• The records:
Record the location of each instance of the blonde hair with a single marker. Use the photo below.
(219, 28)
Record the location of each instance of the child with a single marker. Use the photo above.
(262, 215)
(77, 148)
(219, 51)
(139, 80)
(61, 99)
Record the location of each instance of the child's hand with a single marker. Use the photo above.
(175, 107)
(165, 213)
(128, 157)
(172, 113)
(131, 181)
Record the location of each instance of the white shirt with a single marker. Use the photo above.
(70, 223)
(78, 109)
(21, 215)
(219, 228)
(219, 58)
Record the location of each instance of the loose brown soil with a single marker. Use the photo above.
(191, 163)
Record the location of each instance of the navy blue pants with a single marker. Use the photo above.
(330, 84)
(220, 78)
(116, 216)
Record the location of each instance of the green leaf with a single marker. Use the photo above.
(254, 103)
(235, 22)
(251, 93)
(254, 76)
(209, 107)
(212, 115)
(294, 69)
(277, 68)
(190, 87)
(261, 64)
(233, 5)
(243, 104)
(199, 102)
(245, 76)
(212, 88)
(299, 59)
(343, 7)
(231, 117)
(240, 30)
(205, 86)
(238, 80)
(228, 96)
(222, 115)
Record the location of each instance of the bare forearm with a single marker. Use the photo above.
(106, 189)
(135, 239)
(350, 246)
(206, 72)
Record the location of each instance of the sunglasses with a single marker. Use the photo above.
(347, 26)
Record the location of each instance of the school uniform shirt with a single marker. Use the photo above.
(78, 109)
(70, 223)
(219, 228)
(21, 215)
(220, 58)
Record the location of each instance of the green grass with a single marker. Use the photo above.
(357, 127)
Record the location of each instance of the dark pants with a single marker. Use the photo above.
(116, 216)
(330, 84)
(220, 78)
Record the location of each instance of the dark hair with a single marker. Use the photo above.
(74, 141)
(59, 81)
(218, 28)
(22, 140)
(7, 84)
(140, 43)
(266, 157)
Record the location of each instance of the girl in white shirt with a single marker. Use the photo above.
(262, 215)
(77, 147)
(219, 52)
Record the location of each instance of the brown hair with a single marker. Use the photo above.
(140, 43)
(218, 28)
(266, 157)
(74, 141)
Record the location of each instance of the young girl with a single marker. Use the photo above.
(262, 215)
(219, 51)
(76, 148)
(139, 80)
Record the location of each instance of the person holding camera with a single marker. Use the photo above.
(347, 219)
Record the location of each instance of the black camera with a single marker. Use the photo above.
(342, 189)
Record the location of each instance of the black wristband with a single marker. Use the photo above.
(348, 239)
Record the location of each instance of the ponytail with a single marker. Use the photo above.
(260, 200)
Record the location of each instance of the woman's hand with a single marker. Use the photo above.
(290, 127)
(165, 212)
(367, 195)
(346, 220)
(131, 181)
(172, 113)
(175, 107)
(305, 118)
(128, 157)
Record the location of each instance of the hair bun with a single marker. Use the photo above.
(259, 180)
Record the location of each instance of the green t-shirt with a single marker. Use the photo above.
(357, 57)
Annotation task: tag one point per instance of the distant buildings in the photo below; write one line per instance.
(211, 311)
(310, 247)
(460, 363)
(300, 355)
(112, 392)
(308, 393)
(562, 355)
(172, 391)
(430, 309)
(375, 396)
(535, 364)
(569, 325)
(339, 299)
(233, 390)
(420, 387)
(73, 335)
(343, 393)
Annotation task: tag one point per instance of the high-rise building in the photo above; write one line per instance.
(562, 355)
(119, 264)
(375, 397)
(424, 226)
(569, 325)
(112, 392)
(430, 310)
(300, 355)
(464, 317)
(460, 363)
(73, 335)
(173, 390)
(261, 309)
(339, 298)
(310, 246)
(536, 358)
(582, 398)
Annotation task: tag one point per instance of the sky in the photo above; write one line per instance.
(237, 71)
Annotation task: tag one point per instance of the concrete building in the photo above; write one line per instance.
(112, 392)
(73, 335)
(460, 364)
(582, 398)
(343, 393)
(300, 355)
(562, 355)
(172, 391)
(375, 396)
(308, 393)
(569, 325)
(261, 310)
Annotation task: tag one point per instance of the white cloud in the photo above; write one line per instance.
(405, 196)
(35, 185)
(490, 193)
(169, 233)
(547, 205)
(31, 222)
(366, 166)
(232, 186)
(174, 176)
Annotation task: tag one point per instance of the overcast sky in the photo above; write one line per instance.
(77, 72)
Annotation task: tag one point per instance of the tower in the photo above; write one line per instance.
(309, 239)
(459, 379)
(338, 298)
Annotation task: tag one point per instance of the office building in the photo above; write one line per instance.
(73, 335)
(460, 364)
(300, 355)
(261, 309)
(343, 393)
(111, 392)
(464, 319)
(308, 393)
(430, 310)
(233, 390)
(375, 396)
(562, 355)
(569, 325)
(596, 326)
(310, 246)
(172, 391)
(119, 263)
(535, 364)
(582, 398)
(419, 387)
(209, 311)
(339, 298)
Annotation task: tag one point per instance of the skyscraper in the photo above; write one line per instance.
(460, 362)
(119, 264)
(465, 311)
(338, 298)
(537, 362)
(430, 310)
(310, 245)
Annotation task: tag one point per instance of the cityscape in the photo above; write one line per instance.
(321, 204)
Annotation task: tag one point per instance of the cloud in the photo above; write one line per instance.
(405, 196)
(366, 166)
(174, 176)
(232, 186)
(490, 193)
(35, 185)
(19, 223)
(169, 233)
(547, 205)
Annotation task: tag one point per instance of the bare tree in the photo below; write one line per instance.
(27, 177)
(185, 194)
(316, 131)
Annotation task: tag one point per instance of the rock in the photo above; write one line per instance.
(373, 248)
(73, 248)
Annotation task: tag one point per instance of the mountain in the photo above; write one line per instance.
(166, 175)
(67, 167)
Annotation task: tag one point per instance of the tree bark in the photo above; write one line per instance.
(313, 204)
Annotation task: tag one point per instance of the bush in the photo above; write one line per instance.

• Exercise goal: What is wanted is an exact copy of the data.

• Response:
Record the location of each instance of the blonde hair with a single marker. Use the photo below.
(219, 28)
Record the location of each instance of the child with a single marker. Use the photo above.
(262, 215)
(77, 148)
(219, 51)
(139, 80)
(61, 99)
Record the location of each instance of the child's hand with a single marker. Use the photo above.
(175, 107)
(165, 213)
(128, 157)
(172, 113)
(131, 181)
Record the location of each instance of the white shirt with a single marker. Use the photo above.
(70, 223)
(78, 109)
(21, 215)
(219, 228)
(219, 58)
Record the location of each instance of the loose brown soil with a single marker. Use the photo above.
(191, 163)
Record the location of each instance of the navy blue pants with a single marker. Use the photo above.
(330, 84)
(220, 78)
(116, 216)
Record the location of each instance of the green leaf with a single marker. Use the photo above.
(254, 103)
(235, 22)
(251, 93)
(254, 76)
(209, 107)
(212, 115)
(294, 69)
(277, 68)
(190, 87)
(261, 64)
(233, 5)
(243, 104)
(199, 102)
(245, 76)
(212, 88)
(299, 59)
(343, 7)
(231, 117)
(240, 30)
(205, 86)
(238, 80)
(228, 96)
(222, 115)
Record the location of each instance of the bare forearm with a single marker. Use the photo above.
(106, 189)
(135, 239)
(350, 246)
(206, 72)
Record the location of each instance of the sunglasses with a single marker. Use the photo above.
(347, 26)
Record the location of each instance of the school uniform shirt with a single marker. Use the photo above.
(78, 109)
(70, 223)
(219, 228)
(21, 215)
(220, 58)
Record the location of each instance of the green grass with a single marker. Use the photo above.
(357, 127)
Record the location of each instance of the dark pants with a single marker. Use the photo above.
(116, 216)
(330, 84)
(220, 78)
Record the location of each instance of the dark hair with a single marker. Use the photo above.
(74, 141)
(59, 81)
(218, 28)
(22, 140)
(7, 84)
(140, 43)
(266, 157)
Record the location of each instance of the girl in white shirt with a single marker. Use the photo above.
(262, 215)
(77, 147)
(219, 52)
Record the location of each instance of the brown hair with a single marker. Use the photo above.
(140, 43)
(218, 28)
(266, 157)
(74, 141)
Record the location of each instance of the young girl with a single marker. Use the photo above.
(262, 215)
(219, 51)
(76, 148)
(139, 80)
Record the location of each instance of the person holding camera with a single marker. Use the photo above.
(347, 219)
Record the location of each instance of the black camera with a single marker. Use the photo above.
(342, 189)
Record the location of each instance of the black wristband with a single marker. Use the photo above.
(348, 239)
Record the location of each instance of the ponytail with a single marker. Use the photo above.
(260, 200)
Record the location of each instance of the woman's hand with a single marker. Use the photo above.
(290, 127)
(165, 212)
(367, 195)
(346, 220)
(131, 181)
(172, 113)
(175, 107)
(305, 118)
(128, 157)
Record the location of each instance of the hair bun with a single marker. Use the photo above.
(259, 180)
Record the location of each instance of the green t-shirt with a single marker. Use the photo above.
(357, 57)
Annotation task: tag one point per instance of the distant buildings in the photo below; write one line per instance.
(211, 311)
(310, 247)
(460, 363)
(300, 355)
(112, 392)
(308, 393)
(562, 355)
(172, 391)
(430, 309)
(375, 396)
(535, 364)
(569, 325)
(339, 299)
(233, 390)
(420, 387)
(73, 335)
(343, 393)
Annotation task: tag one point per instance of the high-rise building in the photo above; write one line per instance.
(562, 355)
(119, 264)
(375, 397)
(424, 226)
(569, 325)
(112, 392)
(430, 310)
(300, 355)
(464, 317)
(460, 363)
(73, 335)
(173, 390)
(261, 309)
(339, 298)
(310, 246)
(536, 358)
(582, 398)
Annotation task: tag one point per instance of the sky in the photo above; write one line per instance.
(237, 71)
Annotation task: tag one point per instance of the concrete building in the photo above; write one line per instance.
(112, 392)
(73, 335)
(460, 364)
(582, 398)
(343, 393)
(300, 355)
(562, 355)
(172, 391)
(375, 396)
(308, 393)
(569, 325)
(261, 310)
Annotation task: tag one point per instance of the white cloud in the photo above; write one line per instance.
(405, 196)
(35, 185)
(490, 193)
(169, 233)
(547, 205)
(31, 222)
(366, 166)
(232, 186)
(174, 176)
Annotation task: tag one point per instance of the overcast sky in the photo above; write one line per instance.
(77, 72)
Annotation task: tag one point per instance of the tower in the photo above; write one line per instance.
(309, 239)
(459, 379)
(338, 298)
Annotation task: tag one point per instance of the office building in the photo above; write one line per instance.
(73, 335)
(460, 364)
(300, 355)
(261, 309)
(343, 393)
(111, 392)
(464, 319)
(308, 393)
(430, 310)
(233, 390)
(375, 396)
(562, 355)
(569, 325)
(596, 326)
(310, 246)
(172, 391)
(119, 263)
(535, 364)
(582, 398)
(419, 387)
(209, 311)
(339, 298)
Annotation task: tag one point per instance of the skyscraper in the photo above; write one line per instance.
(460, 362)
(119, 264)
(465, 311)
(338, 298)
(537, 362)
(430, 310)
(310, 245)
Annotation task: tag one point per instance of the cityscape in the photo above; write one line per instance.
(321, 204)
Annotation task: tag one point per instance of the cloud in the photo above; write one line per instance.
(405, 196)
(366, 166)
(174, 176)
(232, 186)
(490, 193)
(35, 185)
(19, 223)
(169, 233)
(547, 205)
Annotation task: tag one point per instance of the bare tree in the photo below; write one line per instance.
(27, 177)
(185, 194)
(316, 131)
Annotation task: tag one point per instance of the rock in the photo above; write one line per instance.
(373, 248)
(73, 248)
Annotation task: tag one point per instance of the mountain in the photo above; write one line per instance.
(166, 175)
(67, 167)
Annotation task: tag one point per instance of the tree bark in the photo above; write one line per instance.
(313, 204)
Annotation task: tag one point per instance of the bush in the photo above; write one line per instance.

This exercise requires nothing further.